> WHAT TO WORK ON:
Pick out every line in the rows below that contains the string "shirt" and copy each one in full.

> DATA FOR THIS EXERCISE:

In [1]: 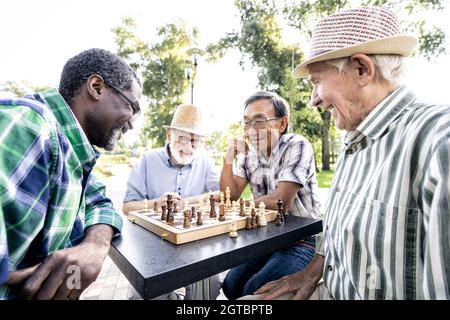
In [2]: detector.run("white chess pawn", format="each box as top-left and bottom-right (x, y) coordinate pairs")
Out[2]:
(229, 223), (237, 238)
(259, 201), (267, 227)
(225, 187), (231, 208)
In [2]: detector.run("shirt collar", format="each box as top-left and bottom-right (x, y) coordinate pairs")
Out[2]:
(41, 89), (100, 167)
(345, 86), (416, 145)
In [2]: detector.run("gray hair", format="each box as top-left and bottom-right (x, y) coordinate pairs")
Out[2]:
(325, 54), (406, 85)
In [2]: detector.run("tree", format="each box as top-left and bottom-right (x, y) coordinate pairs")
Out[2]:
(208, 0), (444, 170)
(112, 17), (197, 146)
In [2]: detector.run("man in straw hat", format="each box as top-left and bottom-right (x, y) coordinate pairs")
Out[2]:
(123, 104), (220, 299)
(250, 7), (450, 299)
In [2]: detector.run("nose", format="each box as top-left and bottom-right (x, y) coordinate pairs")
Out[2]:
(311, 87), (322, 107)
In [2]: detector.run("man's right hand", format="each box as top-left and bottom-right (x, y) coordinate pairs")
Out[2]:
(254, 272), (317, 300)
(157, 192), (181, 207)
(225, 138), (249, 164)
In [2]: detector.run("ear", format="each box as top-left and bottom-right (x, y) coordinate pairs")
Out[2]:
(166, 129), (170, 142)
(348, 53), (375, 86)
(86, 74), (105, 100)
(280, 116), (289, 133)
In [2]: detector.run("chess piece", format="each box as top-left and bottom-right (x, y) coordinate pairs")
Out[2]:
(161, 204), (167, 221)
(219, 203), (225, 221)
(229, 223), (237, 238)
(225, 187), (231, 208)
(258, 213), (267, 227)
(239, 198), (245, 217)
(166, 207), (175, 224)
(245, 217), (252, 230)
(197, 211), (203, 226)
(191, 206), (196, 220)
(220, 191), (225, 204)
(231, 200), (237, 213)
(183, 210), (191, 228)
(277, 199), (284, 222)
(259, 201), (266, 214)
(209, 194), (217, 218)
(250, 208), (258, 229)
(142, 199), (148, 211)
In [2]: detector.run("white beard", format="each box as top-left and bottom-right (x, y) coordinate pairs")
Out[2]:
(169, 137), (194, 166)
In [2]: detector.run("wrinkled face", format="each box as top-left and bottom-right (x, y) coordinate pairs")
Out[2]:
(166, 129), (202, 166)
(243, 99), (287, 157)
(309, 62), (364, 131)
(88, 80), (141, 151)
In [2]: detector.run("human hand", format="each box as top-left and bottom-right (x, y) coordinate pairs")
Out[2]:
(254, 272), (317, 300)
(7, 264), (39, 286)
(21, 224), (113, 300)
(225, 137), (249, 163)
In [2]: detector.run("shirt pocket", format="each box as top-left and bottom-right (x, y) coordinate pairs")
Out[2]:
(341, 193), (423, 299)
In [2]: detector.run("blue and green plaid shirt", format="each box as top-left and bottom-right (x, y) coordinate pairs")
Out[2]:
(0, 89), (122, 299)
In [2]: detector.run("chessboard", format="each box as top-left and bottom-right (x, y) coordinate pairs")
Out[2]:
(129, 203), (277, 244)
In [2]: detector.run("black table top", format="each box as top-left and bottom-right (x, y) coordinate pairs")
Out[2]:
(109, 216), (322, 299)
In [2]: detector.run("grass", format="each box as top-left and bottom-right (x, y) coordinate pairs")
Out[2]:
(317, 169), (334, 188)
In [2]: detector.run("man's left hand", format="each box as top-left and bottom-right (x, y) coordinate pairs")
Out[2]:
(22, 225), (112, 300)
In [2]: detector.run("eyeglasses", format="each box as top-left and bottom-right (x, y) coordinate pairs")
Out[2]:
(177, 136), (202, 147)
(242, 117), (280, 130)
(103, 80), (141, 115)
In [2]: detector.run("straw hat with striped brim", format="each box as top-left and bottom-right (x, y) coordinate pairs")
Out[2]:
(293, 7), (418, 78)
(163, 104), (207, 136)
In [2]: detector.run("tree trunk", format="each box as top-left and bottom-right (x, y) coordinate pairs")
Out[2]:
(321, 111), (331, 170)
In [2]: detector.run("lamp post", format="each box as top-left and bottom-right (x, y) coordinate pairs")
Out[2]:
(186, 48), (205, 104)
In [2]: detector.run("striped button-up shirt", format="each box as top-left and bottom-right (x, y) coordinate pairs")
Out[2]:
(233, 133), (320, 219)
(0, 90), (122, 299)
(323, 86), (450, 299)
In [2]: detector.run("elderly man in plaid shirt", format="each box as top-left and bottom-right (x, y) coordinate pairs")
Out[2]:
(0, 49), (141, 299)
(220, 91), (319, 299)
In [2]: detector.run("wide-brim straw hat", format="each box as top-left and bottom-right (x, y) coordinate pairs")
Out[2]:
(163, 104), (207, 136)
(293, 7), (418, 78)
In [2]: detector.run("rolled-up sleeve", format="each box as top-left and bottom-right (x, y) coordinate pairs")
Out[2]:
(85, 174), (123, 236)
(422, 137), (450, 300)
(278, 140), (315, 186)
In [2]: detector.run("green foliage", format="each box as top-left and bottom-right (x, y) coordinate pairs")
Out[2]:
(112, 18), (198, 147)
(317, 169), (334, 188)
(207, 0), (445, 169)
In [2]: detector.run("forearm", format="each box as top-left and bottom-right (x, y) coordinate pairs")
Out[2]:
(219, 157), (242, 200)
(122, 200), (146, 215)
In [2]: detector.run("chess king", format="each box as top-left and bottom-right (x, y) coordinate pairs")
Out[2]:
(123, 104), (220, 299)
(220, 91), (319, 299)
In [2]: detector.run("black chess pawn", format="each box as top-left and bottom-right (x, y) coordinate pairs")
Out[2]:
(245, 217), (253, 230)
(197, 211), (203, 226)
(239, 198), (245, 217)
(183, 210), (191, 228)
(219, 203), (225, 221)
(161, 204), (167, 221)
(277, 199), (284, 222)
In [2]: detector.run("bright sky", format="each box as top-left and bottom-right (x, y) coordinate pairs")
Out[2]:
(0, 0), (450, 142)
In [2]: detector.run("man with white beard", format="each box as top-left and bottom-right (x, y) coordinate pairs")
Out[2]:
(123, 105), (220, 300)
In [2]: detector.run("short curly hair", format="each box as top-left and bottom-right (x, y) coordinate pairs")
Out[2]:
(58, 48), (140, 104)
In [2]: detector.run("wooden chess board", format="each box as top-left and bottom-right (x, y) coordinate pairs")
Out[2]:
(128, 204), (277, 244)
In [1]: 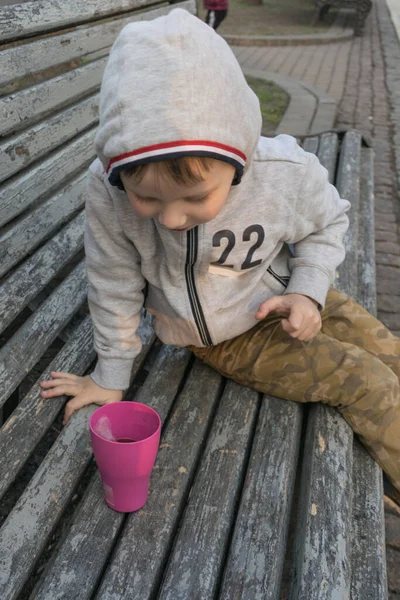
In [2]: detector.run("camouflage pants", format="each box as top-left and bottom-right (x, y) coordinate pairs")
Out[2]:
(190, 288), (400, 500)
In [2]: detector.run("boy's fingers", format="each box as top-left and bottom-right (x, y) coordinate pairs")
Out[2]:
(281, 319), (297, 334)
(289, 305), (305, 332)
(62, 396), (93, 425)
(297, 327), (316, 342)
(40, 379), (71, 388)
(40, 384), (78, 398)
(256, 296), (287, 319)
(50, 371), (77, 379)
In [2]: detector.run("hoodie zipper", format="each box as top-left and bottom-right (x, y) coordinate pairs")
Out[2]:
(185, 227), (212, 346)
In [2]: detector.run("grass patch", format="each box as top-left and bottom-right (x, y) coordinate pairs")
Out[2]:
(246, 76), (289, 135)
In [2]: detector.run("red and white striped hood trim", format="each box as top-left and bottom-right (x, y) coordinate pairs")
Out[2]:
(107, 140), (246, 175)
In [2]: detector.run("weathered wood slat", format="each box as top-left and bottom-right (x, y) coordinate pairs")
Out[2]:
(350, 438), (388, 600)
(97, 361), (221, 600)
(335, 131), (361, 298)
(0, 95), (98, 181)
(0, 173), (86, 275)
(358, 148), (377, 315)
(0, 0), (164, 41)
(0, 317), (96, 498)
(290, 132), (360, 600)
(289, 405), (353, 600)
(218, 396), (303, 600)
(158, 381), (259, 600)
(0, 129), (95, 225)
(0, 58), (107, 135)
(0, 212), (85, 333)
(0, 261), (87, 406)
(0, 0), (196, 95)
(0, 405), (96, 600)
(30, 346), (190, 600)
(0, 319), (154, 600)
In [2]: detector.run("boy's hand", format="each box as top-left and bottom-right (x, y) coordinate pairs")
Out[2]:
(40, 371), (123, 425)
(256, 294), (322, 342)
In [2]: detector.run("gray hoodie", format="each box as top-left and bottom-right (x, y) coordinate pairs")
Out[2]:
(85, 9), (350, 389)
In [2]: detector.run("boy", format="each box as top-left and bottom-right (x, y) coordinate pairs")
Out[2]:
(42, 9), (400, 506)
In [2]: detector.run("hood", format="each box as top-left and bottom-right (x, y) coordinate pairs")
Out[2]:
(95, 8), (261, 187)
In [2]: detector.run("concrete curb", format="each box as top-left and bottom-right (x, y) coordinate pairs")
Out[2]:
(222, 10), (354, 46)
(243, 68), (336, 137)
(378, 4), (400, 200)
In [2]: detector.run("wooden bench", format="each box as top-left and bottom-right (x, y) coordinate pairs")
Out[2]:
(314, 0), (372, 35)
(0, 0), (387, 600)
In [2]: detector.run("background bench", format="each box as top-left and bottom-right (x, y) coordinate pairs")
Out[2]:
(0, 0), (387, 600)
(314, 0), (372, 35)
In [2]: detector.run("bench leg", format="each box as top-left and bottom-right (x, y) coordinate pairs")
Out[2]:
(354, 0), (372, 36)
(313, 4), (331, 25)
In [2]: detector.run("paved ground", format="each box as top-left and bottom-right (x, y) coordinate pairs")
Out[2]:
(234, 0), (400, 600)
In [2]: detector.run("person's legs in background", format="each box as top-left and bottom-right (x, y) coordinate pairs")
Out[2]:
(206, 10), (228, 30)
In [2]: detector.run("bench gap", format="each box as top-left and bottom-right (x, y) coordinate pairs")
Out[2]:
(18, 460), (97, 600)
(214, 393), (263, 600)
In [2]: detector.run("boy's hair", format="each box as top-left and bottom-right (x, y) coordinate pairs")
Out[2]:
(121, 156), (217, 185)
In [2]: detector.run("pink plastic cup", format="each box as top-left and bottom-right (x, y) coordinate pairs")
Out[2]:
(90, 402), (161, 512)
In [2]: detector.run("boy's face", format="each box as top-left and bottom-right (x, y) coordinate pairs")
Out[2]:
(121, 160), (235, 231)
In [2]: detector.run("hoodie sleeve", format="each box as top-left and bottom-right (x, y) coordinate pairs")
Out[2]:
(85, 165), (145, 390)
(285, 154), (350, 307)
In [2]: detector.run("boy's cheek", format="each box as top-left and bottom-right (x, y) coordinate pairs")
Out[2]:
(129, 198), (157, 218)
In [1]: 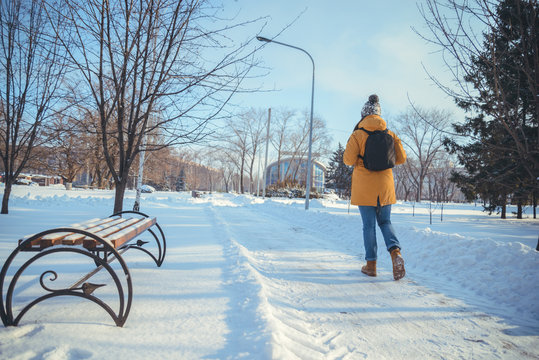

> TASK RESPONSE:
In [2]: detector.run("shirt collar", format="each box as top-left and bottom-right (x, y) coordinate pairs")
In [2]: detector.run("shirt pocket", format="each box as top-left and bottom-right (x, y) coordinate pairs")
In [2]: detector.run("blue and green plaid shirt", format="each box as top-left and bottom-right (x, y) coordinate pairs")
In [2]: detector.run("striped button-up shirt", format="each box as top-left and bottom-right (x, y) coordinate pairs")
In [2]: detector.run("elderly man in plaid shirt", format="each box as top-left and bottom-right (x, y) coordinate pairs")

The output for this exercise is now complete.